**WHAT THE EXERCISE ASKS:** Reproduce verbatim only the lines from the one containing "the green leaf" through the last line below, both included.
■ ■ ■
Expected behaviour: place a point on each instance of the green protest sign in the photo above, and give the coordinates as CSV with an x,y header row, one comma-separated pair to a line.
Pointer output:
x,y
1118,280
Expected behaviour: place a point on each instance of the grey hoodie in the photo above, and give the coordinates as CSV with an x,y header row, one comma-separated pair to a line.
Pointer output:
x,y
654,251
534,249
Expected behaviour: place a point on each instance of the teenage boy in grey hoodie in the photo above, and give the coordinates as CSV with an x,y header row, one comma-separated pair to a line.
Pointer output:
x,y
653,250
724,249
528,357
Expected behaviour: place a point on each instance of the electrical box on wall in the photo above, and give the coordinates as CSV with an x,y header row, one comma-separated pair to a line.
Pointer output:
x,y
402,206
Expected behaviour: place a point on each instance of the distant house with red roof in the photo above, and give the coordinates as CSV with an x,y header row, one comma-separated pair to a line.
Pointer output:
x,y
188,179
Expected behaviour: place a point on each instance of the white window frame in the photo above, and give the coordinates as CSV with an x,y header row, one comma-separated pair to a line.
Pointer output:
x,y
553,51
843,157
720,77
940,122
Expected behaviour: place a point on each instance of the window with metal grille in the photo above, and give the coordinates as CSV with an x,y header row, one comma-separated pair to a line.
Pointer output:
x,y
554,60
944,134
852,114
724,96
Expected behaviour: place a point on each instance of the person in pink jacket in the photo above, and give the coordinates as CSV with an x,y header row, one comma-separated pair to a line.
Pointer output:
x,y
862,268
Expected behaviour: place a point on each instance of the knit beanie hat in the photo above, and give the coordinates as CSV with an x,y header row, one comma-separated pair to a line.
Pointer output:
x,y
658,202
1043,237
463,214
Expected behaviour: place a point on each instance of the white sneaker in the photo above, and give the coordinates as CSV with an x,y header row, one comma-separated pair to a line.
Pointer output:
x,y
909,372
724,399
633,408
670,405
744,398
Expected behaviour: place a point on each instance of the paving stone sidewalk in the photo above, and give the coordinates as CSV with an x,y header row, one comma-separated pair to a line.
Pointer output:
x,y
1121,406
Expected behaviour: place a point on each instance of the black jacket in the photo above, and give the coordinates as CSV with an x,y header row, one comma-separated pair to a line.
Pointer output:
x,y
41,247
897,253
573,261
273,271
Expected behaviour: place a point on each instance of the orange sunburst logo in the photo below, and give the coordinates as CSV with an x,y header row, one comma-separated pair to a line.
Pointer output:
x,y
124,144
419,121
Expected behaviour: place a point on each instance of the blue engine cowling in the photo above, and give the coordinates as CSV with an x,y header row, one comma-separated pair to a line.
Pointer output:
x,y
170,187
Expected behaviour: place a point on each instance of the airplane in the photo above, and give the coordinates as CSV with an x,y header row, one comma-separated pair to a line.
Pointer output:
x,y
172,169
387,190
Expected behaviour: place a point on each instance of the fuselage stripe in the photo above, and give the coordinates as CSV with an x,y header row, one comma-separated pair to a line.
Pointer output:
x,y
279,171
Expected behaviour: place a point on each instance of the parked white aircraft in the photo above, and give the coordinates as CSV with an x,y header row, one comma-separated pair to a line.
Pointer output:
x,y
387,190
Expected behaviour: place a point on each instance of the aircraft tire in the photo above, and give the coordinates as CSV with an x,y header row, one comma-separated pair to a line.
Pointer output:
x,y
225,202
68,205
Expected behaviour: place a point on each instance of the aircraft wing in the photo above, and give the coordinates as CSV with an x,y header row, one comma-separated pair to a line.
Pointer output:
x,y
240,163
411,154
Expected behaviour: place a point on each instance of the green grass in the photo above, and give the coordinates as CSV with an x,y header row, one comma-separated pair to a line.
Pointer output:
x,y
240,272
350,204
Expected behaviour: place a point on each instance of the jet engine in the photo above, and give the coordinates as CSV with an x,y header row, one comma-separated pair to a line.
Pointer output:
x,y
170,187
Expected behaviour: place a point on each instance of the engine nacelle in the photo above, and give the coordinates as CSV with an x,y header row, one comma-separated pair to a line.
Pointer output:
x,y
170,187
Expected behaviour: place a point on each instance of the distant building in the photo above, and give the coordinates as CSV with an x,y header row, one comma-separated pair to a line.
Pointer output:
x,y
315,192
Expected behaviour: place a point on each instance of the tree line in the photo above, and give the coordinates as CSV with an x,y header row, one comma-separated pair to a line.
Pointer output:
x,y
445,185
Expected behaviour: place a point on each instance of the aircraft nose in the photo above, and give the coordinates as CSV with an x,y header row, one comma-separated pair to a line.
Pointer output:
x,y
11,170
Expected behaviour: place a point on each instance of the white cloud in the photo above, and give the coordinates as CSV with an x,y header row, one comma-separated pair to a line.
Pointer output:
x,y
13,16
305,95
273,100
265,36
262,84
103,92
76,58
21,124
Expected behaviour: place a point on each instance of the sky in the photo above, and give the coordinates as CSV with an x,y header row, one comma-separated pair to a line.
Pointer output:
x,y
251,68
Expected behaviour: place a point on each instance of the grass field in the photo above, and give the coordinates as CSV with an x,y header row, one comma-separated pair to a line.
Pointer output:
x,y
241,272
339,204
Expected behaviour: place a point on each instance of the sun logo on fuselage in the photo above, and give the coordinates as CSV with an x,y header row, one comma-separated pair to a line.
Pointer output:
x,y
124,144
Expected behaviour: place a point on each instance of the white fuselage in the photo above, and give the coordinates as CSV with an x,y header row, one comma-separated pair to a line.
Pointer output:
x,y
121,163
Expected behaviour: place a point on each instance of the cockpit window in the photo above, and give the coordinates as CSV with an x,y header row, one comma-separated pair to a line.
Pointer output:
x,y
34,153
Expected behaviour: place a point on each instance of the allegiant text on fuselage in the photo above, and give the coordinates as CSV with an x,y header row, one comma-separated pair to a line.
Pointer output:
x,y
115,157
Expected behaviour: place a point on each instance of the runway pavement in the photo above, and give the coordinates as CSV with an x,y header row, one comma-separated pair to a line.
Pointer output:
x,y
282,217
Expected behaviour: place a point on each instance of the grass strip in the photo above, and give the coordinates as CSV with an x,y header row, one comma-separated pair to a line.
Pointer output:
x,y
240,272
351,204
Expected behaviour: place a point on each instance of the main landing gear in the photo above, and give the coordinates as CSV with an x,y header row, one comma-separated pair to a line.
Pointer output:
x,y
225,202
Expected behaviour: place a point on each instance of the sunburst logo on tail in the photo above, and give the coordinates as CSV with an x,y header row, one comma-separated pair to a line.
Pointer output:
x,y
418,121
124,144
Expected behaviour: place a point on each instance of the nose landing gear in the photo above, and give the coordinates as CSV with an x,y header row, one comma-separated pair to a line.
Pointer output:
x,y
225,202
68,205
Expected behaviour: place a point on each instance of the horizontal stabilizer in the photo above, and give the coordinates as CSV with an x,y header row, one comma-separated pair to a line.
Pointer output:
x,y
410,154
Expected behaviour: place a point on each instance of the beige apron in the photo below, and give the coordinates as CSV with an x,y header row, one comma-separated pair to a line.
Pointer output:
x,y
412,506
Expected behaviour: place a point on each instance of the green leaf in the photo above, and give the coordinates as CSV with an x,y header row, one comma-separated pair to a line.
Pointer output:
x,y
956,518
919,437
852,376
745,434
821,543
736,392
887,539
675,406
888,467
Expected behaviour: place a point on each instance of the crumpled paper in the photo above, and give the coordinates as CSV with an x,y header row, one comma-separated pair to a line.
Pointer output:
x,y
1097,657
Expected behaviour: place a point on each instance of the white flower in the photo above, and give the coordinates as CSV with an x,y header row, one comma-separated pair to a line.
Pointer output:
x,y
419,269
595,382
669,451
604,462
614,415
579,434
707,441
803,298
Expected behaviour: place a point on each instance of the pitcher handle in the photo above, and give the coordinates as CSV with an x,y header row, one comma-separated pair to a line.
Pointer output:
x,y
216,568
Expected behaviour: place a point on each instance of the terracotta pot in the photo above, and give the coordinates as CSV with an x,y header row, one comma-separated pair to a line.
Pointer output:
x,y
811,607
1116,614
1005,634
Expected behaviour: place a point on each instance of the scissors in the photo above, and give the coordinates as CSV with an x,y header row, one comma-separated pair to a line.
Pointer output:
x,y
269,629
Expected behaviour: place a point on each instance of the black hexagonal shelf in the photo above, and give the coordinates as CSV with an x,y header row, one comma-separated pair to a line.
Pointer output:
■ ■ ■
**THE RESPONSE:**
Expected behaviour: place a point on each instance of the green leaf in the photo above, and give the coordinates as CSV with an x,y header row, one comma-separated pair to a line.
Pointer output:
x,y
956,518
919,437
852,376
745,434
821,543
736,392
887,539
675,406
888,467
Expected behaviour: place a point on each instance of the crumpled paper in the photo above, and give the coordinates as CSV with an x,y header row, one comma-separated pair to a line.
Pointer output:
x,y
1097,657
Expected behaviour: place a point on each instance of the white flower in the photo above, and give the coordinates as CSV with an x,y header row, one comma-separated pair to a line.
Pointer output:
x,y
419,269
595,382
669,451
604,462
614,415
579,434
707,441
803,298
Expected behaviour: place a point on each instance of the pitcher handle in the photo above, and give the coordinates as CSV with an x,y header row, one comma-separated pair to a line.
Pointer output:
x,y
216,568
Expected behaviour: place a point on each instance of the terracotta pot in the photo above, and give the coordinates as CSV with an x,y header row, one comma-separated pair to a line.
Pointer output:
x,y
811,607
1116,614
1005,634
Expected behaviour: place a point on each instance of the scissors in the photo above, and give the coordinates as CSV with an x,y header row, one comma-separated pair to a line.
Pointer output:
x,y
269,629
Expected behaviour: place a point on each instance of the black hexagonal shelf in the photo above, and give the coordinates as CSV with an x,y header row, one comma-separated pair to a line.
Pointer output:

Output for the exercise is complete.